Male and female diet choice in response to the socio-sexual environment

From recent advances in animal nutrition research, it is now clear that for many species, it is not only the amount of food eaten but also the protein and carbohydrate content of that food that influences life history and health1. In particular, diets that are relatively high in protein and low in carbohydrate enhance reproduction, whereas low protein and high carbohydrate diets prolong life. However, current understanding of the 'ideal' diet is often limited to simplified social environments. In particular, we know little about how nutritional preferences and optima shift in response to mating, or about how individuals can achieve their dietary optima despite conflicts of interest over nutrition with their mates and family members.

The goal of this studentship is to examine how the diets that maximize health, lifespan and reproduction vary with the ecological and social setting. The project will use the fruit fly Drosophila melanogaster because it is an experimentally tractable animal with well-established nutritional and behavioural protocols. Research questions to be addressed include:

How do the diets that maximize male and female lifespan and reproduction change with mating frequency?

To what extent do evolutionary conflicts of interest - for example, when mothers have different optimal diets from their offspring - shape dietary preferences?

By what mechanisms might males influence the nutritional preferences of their mates? A candidate mechanism is male seminal proteins, which are known to influence female behaviour and physiology4.

___

Apply what you read ▸
- A) Reproduce the portion of the text on diet choice and the socio-sexual environment beginning with "From recent advances" and running through "and family members.".
- B) Pick up the text on diet choice and the socio-sexual environment from where it stops, and write its next part.

___

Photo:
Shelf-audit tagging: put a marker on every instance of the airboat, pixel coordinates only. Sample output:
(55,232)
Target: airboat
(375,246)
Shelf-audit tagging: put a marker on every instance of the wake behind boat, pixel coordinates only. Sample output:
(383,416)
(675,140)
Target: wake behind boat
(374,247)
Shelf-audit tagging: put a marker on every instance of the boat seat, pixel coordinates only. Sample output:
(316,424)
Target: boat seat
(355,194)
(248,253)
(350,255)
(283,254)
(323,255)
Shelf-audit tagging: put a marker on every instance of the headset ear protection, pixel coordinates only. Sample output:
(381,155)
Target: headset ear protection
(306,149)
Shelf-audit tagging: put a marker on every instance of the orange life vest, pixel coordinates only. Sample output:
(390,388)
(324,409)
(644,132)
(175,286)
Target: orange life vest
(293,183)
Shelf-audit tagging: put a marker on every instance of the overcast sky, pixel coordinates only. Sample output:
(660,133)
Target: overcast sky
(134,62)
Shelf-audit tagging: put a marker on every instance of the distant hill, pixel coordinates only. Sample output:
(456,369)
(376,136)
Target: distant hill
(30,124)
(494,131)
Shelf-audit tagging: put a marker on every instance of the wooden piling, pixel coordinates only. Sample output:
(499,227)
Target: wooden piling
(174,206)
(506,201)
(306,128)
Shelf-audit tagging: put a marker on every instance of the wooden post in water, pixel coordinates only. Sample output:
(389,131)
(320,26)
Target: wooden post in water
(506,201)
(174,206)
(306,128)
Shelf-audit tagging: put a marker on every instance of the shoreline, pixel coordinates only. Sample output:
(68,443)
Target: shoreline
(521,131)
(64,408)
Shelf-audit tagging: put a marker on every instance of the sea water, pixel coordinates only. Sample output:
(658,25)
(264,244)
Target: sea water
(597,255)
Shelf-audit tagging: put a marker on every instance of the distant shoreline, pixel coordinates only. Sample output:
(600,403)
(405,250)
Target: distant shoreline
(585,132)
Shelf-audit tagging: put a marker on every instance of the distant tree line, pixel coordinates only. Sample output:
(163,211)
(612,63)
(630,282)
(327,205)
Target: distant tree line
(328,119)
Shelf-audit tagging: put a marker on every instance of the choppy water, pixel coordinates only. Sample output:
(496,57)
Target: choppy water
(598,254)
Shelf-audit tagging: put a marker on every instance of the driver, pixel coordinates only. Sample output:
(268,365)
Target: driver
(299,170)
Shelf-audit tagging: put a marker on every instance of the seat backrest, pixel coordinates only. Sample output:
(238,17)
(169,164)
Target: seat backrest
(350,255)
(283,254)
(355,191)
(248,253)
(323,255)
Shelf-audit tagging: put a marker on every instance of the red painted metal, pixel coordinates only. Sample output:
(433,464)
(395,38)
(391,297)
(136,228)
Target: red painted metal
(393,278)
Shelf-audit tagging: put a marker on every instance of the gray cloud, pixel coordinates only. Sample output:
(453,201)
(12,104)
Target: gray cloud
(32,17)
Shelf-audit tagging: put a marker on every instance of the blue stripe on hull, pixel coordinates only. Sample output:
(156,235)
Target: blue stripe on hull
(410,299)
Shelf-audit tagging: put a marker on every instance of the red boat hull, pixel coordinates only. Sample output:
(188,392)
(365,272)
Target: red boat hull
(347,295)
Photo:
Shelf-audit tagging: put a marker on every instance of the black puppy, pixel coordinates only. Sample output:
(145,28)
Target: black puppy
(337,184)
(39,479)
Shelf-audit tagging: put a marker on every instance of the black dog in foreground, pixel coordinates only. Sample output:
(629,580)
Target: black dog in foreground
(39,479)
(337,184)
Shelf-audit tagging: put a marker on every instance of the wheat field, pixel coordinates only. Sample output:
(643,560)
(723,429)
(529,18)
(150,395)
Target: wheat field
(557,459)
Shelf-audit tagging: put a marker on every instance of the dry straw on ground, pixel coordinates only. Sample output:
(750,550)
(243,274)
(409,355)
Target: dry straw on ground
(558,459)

___

Answers to the tasks ▸
- A)
From recent advances in animal nutrition research, it is now clear that for many species, it is not only the amount of food eaten but also the protein and carbohydrate content of that food that influences life history and health1. In particular, diets that are relatively high in protein and low in carbohydrate enhance reproduction, whereas low protein and high carbohydrate diets prolong life. However, current understanding of the 'ideal' diet is often limited to simplified social environments. In particular, we know little about how nutritional preferences and optima shift in response to mating, or about how individuals can achieve their dietary optima despite conflicts of interest over nutrition with their mates and family members.

- B)
These questions will be addressed in laboratory experiments that manipulate diet composition and interactions with the opposite sex, followed by assays of reproduction, lifespan, and feeding and mating behaviour. The project will include assays of replicated populations of flies that have undergone experimental evolution in the supervisory team's laboratories under low, moderate or high conflict between males and females; and the use of genetically manipulated flies (e.g., in which candidate seminal proteins are not expressed). There will also be the opportunity for the student to develop the project independently by exploring research questions inspired by results from the initial experiments.

The proposed research is closely related to the primary supervisor's NERC-funded fellowship research. The research targets two areas of NERC remit: Ecology, Biodiversity and Systematics (behavioural ecology; foraging behaviour); and Genetics & Development (adaptation and the evolution of life histories).